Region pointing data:
--- START ---

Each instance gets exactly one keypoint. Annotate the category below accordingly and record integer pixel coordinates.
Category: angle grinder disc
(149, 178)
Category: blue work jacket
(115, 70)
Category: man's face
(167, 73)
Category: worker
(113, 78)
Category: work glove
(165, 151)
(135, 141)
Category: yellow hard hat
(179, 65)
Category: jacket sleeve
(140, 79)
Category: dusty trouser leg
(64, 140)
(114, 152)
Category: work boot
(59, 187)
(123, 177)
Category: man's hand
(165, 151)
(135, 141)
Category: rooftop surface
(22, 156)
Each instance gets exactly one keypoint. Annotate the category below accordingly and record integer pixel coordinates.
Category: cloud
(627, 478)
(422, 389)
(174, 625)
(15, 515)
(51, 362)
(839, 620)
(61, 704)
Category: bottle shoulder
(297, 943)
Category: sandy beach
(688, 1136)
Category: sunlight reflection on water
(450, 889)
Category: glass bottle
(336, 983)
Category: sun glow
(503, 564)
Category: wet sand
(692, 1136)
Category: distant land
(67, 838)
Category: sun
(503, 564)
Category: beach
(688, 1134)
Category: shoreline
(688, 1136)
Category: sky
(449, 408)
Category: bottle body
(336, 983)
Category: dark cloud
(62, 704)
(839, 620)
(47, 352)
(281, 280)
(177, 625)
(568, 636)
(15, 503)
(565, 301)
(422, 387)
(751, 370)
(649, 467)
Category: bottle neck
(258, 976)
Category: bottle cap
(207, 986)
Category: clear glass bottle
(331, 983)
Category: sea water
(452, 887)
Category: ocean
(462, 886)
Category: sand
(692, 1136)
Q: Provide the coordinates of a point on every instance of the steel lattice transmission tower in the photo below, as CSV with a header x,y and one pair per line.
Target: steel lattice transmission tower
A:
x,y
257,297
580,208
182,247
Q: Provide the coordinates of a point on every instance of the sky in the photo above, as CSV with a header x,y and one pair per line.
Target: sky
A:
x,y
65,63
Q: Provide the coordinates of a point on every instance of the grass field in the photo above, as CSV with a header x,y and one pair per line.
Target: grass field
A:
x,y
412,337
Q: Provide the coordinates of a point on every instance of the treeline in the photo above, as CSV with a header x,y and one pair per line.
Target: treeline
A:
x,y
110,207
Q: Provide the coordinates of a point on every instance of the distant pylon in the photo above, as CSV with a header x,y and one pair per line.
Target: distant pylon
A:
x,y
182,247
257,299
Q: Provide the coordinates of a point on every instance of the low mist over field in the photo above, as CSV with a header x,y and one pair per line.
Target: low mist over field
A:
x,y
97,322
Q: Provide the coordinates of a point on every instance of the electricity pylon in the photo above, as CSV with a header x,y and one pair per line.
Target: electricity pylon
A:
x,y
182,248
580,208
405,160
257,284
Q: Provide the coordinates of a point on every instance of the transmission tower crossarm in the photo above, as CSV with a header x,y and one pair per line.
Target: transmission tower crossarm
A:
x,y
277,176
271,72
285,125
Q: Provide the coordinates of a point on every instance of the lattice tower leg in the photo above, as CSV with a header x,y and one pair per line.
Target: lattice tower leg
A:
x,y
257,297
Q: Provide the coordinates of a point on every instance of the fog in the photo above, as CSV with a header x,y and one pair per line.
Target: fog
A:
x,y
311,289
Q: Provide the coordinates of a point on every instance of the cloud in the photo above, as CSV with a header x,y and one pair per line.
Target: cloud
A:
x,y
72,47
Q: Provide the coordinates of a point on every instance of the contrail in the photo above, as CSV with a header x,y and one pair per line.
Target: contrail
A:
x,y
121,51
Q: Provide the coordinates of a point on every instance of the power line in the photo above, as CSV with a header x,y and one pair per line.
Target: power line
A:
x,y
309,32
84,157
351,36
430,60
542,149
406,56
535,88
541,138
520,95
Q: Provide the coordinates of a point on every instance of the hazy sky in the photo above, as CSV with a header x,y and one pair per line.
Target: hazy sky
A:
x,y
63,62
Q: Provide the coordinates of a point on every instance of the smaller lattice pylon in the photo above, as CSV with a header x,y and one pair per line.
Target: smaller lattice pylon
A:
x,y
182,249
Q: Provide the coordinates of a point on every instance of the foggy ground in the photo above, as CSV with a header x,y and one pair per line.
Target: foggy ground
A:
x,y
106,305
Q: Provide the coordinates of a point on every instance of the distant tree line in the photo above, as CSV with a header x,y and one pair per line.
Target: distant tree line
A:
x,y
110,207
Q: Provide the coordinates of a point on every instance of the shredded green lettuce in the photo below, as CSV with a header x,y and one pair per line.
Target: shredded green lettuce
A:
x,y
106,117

--- END ---

About this task:
A single figure, the number of lines above with the word "crossarm", is the whole answer.

Expected output:
2